::: Data

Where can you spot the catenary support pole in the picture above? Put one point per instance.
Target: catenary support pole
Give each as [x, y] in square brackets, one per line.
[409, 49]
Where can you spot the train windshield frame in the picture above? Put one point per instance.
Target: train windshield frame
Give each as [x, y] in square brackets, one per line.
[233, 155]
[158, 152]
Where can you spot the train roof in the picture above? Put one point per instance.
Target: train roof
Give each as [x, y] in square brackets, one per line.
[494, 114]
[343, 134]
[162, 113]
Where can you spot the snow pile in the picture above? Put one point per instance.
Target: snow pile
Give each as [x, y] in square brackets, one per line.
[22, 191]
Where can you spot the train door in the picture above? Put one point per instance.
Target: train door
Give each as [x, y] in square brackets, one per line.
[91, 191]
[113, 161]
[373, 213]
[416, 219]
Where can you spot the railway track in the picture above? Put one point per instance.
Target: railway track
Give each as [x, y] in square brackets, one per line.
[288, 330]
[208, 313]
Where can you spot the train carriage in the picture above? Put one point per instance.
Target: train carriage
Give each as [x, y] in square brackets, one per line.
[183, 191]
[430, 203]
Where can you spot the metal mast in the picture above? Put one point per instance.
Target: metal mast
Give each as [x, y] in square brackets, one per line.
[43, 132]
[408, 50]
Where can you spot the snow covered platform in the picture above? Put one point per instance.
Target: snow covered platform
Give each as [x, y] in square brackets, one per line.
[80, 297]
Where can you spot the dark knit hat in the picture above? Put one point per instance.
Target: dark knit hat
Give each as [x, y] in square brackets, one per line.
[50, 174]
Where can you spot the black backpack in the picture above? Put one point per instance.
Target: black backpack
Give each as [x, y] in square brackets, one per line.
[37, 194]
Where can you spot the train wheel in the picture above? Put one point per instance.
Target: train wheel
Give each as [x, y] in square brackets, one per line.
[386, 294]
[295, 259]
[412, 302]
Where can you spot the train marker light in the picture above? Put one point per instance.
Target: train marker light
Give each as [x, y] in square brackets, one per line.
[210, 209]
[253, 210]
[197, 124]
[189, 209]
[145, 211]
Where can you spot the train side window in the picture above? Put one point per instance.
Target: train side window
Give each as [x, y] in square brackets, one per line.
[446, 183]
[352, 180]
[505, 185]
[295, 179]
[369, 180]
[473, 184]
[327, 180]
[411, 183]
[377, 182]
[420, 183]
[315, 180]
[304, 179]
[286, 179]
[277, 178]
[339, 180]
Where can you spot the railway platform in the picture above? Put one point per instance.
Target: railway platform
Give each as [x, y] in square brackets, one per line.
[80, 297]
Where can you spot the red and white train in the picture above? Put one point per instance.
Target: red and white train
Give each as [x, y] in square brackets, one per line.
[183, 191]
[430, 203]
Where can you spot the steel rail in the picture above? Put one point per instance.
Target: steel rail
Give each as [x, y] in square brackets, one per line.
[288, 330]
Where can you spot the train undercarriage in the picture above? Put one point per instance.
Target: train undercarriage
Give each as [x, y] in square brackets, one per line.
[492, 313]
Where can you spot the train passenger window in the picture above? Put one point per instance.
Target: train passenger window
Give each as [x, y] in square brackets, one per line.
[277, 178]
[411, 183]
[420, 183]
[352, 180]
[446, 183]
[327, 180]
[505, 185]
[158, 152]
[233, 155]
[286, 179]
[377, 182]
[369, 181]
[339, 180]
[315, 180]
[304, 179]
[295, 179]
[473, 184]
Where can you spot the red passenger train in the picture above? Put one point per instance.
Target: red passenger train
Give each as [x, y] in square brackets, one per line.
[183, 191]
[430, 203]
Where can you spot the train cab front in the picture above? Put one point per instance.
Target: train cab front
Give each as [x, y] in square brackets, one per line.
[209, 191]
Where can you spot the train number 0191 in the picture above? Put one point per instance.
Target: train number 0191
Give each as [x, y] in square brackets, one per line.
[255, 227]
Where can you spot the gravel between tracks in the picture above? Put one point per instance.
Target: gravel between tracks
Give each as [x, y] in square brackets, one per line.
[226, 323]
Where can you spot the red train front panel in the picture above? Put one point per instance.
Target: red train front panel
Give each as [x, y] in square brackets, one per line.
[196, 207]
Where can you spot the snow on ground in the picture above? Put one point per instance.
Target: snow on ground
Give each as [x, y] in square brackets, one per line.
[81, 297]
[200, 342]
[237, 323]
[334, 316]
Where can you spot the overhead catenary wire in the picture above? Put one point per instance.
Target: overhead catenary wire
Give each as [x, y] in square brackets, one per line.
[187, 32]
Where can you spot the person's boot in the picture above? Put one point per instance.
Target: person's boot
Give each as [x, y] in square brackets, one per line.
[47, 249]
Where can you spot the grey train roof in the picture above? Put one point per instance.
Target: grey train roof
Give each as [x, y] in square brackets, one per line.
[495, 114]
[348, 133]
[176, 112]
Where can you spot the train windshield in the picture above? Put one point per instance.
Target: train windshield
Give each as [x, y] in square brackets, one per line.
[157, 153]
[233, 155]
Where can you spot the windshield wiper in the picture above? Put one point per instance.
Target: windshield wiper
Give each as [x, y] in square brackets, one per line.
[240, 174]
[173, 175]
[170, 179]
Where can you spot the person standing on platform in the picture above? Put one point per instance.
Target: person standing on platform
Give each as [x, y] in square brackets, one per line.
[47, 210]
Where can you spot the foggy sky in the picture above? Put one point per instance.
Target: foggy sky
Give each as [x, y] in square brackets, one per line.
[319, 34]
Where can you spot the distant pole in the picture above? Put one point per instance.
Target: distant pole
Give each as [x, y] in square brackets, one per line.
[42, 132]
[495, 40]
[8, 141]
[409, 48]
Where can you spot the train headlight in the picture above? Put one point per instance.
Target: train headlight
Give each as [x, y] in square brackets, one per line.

::::::

__Your assignment__
Each line from the top of the material above through the line with "Target: train windshield frame" must be echoed exactly, and no other line.

__Completed task__
Where can you spot the catenary support pole in the picture above? Put one point per instance.
Target: catenary support pole
Give each as [x, y] in square brackets, one per line.
[409, 49]
Where can you spot the train windshield frame in the picture above? Put one point per instance.
Target: train windshield frame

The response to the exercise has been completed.